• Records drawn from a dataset
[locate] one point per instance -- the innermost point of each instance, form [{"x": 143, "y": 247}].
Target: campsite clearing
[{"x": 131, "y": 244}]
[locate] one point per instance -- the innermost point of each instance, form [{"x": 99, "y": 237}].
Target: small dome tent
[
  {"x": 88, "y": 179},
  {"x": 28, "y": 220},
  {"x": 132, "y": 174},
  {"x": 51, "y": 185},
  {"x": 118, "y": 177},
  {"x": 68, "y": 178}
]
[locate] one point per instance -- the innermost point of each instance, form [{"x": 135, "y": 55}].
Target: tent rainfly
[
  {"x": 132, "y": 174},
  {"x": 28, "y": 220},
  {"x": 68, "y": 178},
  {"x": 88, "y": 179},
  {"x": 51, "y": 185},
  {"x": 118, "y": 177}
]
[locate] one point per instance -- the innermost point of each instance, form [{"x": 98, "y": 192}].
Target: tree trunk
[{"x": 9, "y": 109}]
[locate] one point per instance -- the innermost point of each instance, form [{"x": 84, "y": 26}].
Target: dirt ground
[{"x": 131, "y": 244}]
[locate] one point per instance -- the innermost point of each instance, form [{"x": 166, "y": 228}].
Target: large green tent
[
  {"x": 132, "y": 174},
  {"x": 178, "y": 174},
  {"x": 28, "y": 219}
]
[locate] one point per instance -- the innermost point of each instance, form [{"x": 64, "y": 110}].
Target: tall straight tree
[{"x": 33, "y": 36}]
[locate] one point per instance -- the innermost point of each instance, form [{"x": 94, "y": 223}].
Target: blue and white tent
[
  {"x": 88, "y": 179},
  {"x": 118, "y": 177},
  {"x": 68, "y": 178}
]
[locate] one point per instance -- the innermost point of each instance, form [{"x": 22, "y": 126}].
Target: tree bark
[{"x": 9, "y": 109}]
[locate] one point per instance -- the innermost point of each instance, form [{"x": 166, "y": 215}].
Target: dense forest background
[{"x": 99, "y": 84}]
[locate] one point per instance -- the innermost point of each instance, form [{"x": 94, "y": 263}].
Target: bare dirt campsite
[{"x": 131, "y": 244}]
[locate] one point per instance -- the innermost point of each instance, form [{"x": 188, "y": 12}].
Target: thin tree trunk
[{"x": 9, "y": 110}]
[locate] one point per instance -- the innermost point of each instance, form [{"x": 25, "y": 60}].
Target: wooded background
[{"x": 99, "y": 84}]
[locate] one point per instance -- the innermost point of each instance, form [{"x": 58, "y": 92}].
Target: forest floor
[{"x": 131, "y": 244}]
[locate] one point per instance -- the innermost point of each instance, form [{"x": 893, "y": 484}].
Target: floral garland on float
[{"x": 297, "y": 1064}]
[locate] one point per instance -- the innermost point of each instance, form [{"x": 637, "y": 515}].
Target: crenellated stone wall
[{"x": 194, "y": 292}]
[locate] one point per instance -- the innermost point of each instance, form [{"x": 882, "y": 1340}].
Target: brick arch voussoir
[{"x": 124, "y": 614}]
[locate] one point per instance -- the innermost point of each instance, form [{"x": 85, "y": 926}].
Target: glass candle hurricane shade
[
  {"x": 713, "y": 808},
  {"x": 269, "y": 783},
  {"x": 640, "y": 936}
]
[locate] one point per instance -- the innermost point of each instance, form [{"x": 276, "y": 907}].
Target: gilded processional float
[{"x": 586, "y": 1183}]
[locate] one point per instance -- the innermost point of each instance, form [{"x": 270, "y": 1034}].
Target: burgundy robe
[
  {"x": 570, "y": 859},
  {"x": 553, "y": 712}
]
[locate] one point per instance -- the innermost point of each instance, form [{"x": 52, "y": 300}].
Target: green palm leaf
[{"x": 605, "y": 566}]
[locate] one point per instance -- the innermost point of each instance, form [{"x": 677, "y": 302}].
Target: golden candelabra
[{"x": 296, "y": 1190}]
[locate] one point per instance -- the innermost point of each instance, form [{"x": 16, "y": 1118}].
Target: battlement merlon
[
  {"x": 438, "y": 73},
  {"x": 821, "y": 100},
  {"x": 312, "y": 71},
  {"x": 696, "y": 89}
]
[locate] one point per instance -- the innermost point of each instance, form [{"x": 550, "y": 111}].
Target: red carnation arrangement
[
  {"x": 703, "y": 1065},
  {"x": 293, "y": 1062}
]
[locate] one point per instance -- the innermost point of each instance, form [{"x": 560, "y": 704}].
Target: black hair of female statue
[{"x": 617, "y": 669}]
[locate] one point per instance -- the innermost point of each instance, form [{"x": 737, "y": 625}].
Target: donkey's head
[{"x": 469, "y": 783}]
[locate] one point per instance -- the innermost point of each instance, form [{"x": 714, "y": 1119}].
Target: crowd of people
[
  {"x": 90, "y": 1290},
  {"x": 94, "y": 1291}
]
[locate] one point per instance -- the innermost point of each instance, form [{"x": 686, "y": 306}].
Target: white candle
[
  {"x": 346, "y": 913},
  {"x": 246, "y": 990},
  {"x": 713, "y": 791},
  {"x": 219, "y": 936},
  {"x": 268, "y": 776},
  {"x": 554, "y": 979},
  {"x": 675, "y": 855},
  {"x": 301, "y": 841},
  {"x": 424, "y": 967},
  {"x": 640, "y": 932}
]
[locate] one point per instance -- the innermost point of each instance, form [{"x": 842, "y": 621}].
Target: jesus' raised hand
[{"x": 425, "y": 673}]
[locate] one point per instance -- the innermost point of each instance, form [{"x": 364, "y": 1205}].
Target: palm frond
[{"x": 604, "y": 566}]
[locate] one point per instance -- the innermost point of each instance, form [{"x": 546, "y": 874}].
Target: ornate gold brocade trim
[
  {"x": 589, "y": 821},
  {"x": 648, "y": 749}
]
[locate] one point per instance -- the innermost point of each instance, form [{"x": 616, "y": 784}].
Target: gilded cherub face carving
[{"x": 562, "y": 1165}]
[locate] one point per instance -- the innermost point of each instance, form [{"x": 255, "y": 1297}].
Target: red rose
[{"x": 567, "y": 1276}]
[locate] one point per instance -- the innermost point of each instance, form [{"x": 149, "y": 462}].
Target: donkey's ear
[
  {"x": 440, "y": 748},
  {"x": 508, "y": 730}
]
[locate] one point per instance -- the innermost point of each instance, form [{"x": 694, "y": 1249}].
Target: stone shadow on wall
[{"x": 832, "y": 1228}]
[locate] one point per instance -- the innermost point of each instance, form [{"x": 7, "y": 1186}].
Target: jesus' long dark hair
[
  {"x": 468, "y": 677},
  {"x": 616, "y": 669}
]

• WORK TO COMPLETE
Every entry is to be restated word for word.

• TASK RESULT
[locate] one point per instance -- the innermost point of each instance, form [{"x": 143, "y": 247}].
Target: campsite clearing
[{"x": 131, "y": 244}]
[locate] one point per instance -- the innermost point of each instance, form [{"x": 99, "y": 237}].
Target: small dome tent
[
  {"x": 88, "y": 179},
  {"x": 28, "y": 220},
  {"x": 132, "y": 174},
  {"x": 51, "y": 185},
  {"x": 118, "y": 177},
  {"x": 68, "y": 178}
]
[locate] one point per instance -- the innermost point of each instance, form [{"x": 135, "y": 55}].
Target: tent rainfly
[
  {"x": 132, "y": 174},
  {"x": 28, "y": 220},
  {"x": 68, "y": 178},
  {"x": 88, "y": 179},
  {"x": 51, "y": 185},
  {"x": 118, "y": 177}
]
[locate] one point per instance -- the innermost point of each instance, form [{"x": 98, "y": 192}].
Target: tree trunk
[{"x": 9, "y": 109}]
[locate] one point per instance -- the innermost point of each instance, form [{"x": 84, "y": 26}].
Target: dirt ground
[{"x": 131, "y": 244}]
[locate] one point per instance -- the innermost point of each instance, form [{"x": 166, "y": 228}].
Target: large green tent
[
  {"x": 132, "y": 174},
  {"x": 178, "y": 174},
  {"x": 28, "y": 219}
]
[locate] one point per instance -- the innermost point of each instance, form [{"x": 64, "y": 110}].
Target: tall straight tree
[{"x": 33, "y": 36}]
[locate] one point per instance -- the innermost point of each instance, form [{"x": 94, "y": 223}].
Target: blue and white tent
[
  {"x": 88, "y": 179},
  {"x": 118, "y": 177},
  {"x": 68, "y": 178}
]
[locate] one point per instance -- the innermost point of each instance, form [{"x": 22, "y": 126}].
Target: tree bark
[{"x": 9, "y": 109}]
[locate] one point per instance -- the innermost point of each instance, form [{"x": 166, "y": 215}].
Target: dense forest background
[{"x": 99, "y": 84}]
[locate] one point per instance -- the innermost point of each instance, form [{"x": 94, "y": 263}].
Target: bare dirt campsite
[{"x": 131, "y": 244}]
[locate] one point per instance -- the innermost point of each instance, form [{"x": 188, "y": 12}].
Target: thin tree trunk
[{"x": 9, "y": 110}]
[locate] one point per instance -- the innermost point of each instance, form [{"x": 25, "y": 60}].
Target: wooded background
[{"x": 99, "y": 84}]
[locate] one point per instance -- the innermost point of each instance, form [{"x": 58, "y": 92}].
Target: forest floor
[{"x": 131, "y": 244}]
[locate] one point per instance -- the innermost point of each instance, form [{"x": 893, "y": 484}].
Target: floral garland on float
[{"x": 297, "y": 1064}]
[locate] one point per instance -- the innermost point of each instance, form [{"x": 637, "y": 515}].
Target: crenellated stone wall
[{"x": 194, "y": 292}]
[locate] one point per instance -- the innermost point of each instance, form [{"x": 882, "y": 1340}].
Target: brick arch voussoir
[{"x": 124, "y": 614}]
[locate] one point per instance -- the innermost point of each instance, form [{"x": 85, "y": 926}].
Target: glass candle hurricane shade
[
  {"x": 713, "y": 808},
  {"x": 269, "y": 783},
  {"x": 640, "y": 936}
]
[locate] one point per instance -- the innermost point of each instance, form [{"x": 276, "y": 907}].
Target: gilded processional float
[{"x": 586, "y": 1183}]
[locate] one point per instance -- the innermost point of each instance, form [{"x": 270, "y": 1034}].
Target: burgundy robe
[
  {"x": 570, "y": 859},
  {"x": 553, "y": 712}
]
[locate] one point per instance -- the innermost point of each instance, form [{"x": 52, "y": 300}].
Target: green palm leaf
[{"x": 605, "y": 566}]
[locate] one point per instance -- the innermost point of each instance, form [{"x": 677, "y": 302}].
Target: golden candelabra
[{"x": 296, "y": 1190}]
[locate] one point per instance -- the innermost point of each instance, form [{"x": 16, "y": 1118}].
Target: battlement merlon
[
  {"x": 438, "y": 73},
  {"x": 821, "y": 100},
  {"x": 312, "y": 71},
  {"x": 696, "y": 89}
]
[locate] one point per instance -- the innermost point of each instance, form [{"x": 550, "y": 111}].
Target: red carnation arrangement
[
  {"x": 703, "y": 1065},
  {"x": 293, "y": 1062}
]
[locate] one point per instance -- the innermost point of each instance, form [{"x": 560, "y": 704}].
Target: black hair of female statue
[{"x": 617, "y": 669}]
[locate] one point per instance -- the innermost point of each instance, form [{"x": 737, "y": 625}].
Target: donkey's head
[{"x": 469, "y": 783}]
[locate] one point per instance -- the innermost point of each instance, form [{"x": 714, "y": 1119}].
Target: crowd of people
[
  {"x": 90, "y": 1290},
  {"x": 94, "y": 1291}
]
[locate] one point per instance -- the innermost point of each instance, form [{"x": 686, "y": 306}].
Target: white candle
[
  {"x": 346, "y": 913},
  {"x": 246, "y": 990},
  {"x": 713, "y": 791},
  {"x": 219, "y": 936},
  {"x": 268, "y": 776},
  {"x": 554, "y": 979},
  {"x": 675, "y": 855},
  {"x": 301, "y": 841},
  {"x": 424, "y": 967},
  {"x": 640, "y": 932}
]
[locate] one point per instance -- the innermost point of each instance, form [{"x": 842, "y": 621}].
Target: jesus' raised hand
[{"x": 425, "y": 673}]
[locate] one point per instance -- the innermost point of each instance, form [{"x": 364, "y": 1205}].
Target: palm frond
[{"x": 604, "y": 566}]
[locate] one point per instance -- the innermost point of each instance, form [{"x": 546, "y": 874}].
Target: ornate gold brocade trim
[
  {"x": 589, "y": 821},
  {"x": 648, "y": 749}
]
[locate] one point per instance -- the innermost point of each instance, form [{"x": 616, "y": 784}].
Target: gilded cherub face carving
[{"x": 562, "y": 1165}]
[locate] one point per instance -- the innermost point of each instance, form [{"x": 255, "y": 1297}].
Target: red rose
[{"x": 567, "y": 1276}]
[locate] one point per instance -- the innermost point of each instance, form [{"x": 149, "y": 462}].
Target: donkey's ear
[
  {"x": 440, "y": 748},
  {"x": 508, "y": 730}
]
[locate] one point per instance -- the innermost point of each instance, form [{"x": 694, "y": 1249}].
Target: stone shadow on wall
[{"x": 832, "y": 1228}]
[locate] one point per instance -- the innermost point of each instance, form [{"x": 7, "y": 1186}].
Target: jesus' long dark hair
[
  {"x": 468, "y": 677},
  {"x": 616, "y": 669}
]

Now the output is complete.